Output all of the records exactly as written.
━━━━━ Records shown ━━━━━
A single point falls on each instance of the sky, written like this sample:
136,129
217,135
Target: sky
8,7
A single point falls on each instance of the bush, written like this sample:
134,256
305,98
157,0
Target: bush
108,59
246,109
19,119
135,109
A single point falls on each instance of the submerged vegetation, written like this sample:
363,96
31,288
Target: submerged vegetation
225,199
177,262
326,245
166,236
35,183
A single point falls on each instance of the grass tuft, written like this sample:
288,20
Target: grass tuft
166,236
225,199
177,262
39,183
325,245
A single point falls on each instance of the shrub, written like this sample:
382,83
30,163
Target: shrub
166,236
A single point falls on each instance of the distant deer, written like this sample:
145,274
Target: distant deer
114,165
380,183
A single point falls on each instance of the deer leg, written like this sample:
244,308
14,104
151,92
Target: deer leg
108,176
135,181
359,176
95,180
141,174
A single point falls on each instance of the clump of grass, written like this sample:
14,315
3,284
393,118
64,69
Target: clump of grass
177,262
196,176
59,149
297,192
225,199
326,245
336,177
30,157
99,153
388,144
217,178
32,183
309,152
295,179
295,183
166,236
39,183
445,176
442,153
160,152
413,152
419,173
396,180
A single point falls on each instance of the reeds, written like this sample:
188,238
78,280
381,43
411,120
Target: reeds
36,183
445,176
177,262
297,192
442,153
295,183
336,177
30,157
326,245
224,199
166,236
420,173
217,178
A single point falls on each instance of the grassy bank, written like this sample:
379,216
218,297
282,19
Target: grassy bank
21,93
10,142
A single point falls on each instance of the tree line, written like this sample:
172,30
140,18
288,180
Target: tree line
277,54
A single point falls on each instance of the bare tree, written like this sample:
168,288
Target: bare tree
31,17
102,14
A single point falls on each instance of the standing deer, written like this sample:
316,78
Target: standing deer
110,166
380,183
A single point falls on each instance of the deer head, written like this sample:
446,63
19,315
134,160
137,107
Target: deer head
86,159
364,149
━━━━━
- [Answer in full]
A single point falls on each instance of the sky, written like this sample:
136,129
217,135
Target: sky
8,7
A single point falls on each instance of the bush, written like this sample:
134,256
305,98
157,0
Target: bush
108,59
246,109
19,119
135,109
A single point falls on each instance of the submerged vegetation, written like this sample:
363,96
31,288
Target: submerged vegetation
225,199
177,262
326,245
166,236
35,183
A single point falls on each instance of the grass tuft, written like this sample:
288,20
Target: grass tuft
166,236
225,199
177,262
39,183
325,245
A single point falls on each instance of the shrub, written like this sample:
382,83
30,163
Target: shrub
166,236
A single point falls on each instance of the distant deer, written like this sample:
145,274
Target: distant deer
114,165
380,183
A single point falls on each instance of the deer leg, written like this sample:
244,308
14,104
151,92
Target: deer leg
108,176
135,181
359,176
95,180
141,174
A single point falls on each instance of the clump of grass, written like this sample:
14,315
3,284
393,118
64,69
Target: clump of grass
177,262
196,176
59,149
297,192
225,199
326,245
336,177
30,157
99,153
388,144
217,178
32,183
309,152
295,179
295,183
166,236
39,183
445,176
442,153
160,152
413,152
419,173
396,180
A single point falls on each instance of the reeds, written like this sample:
188,238
78,280
381,43
411,120
Target: reeds
36,183
445,176
177,262
297,192
442,153
295,183
336,177
30,157
326,245
224,199
166,236
420,173
217,178
A single point falls on each instance of the grassy bank, written like this sample:
379,216
218,297
282,19
Target: grassy bank
21,93
10,142
A single point falls on each instance of the tree line, written like this sample:
172,30
140,18
288,180
Target: tree line
277,54
A single point falls on each instance of the bare tree, written like this sample:
168,288
Target: bare tree
31,17
102,14
A single point falls on each instance of the standing deer, written like this sample:
316,78
Target: standing deer
110,166
380,183
A single point falls on each instance of the deer head, written like this sample:
446,63
19,315
134,160
137,107
Target: deer head
86,159
364,149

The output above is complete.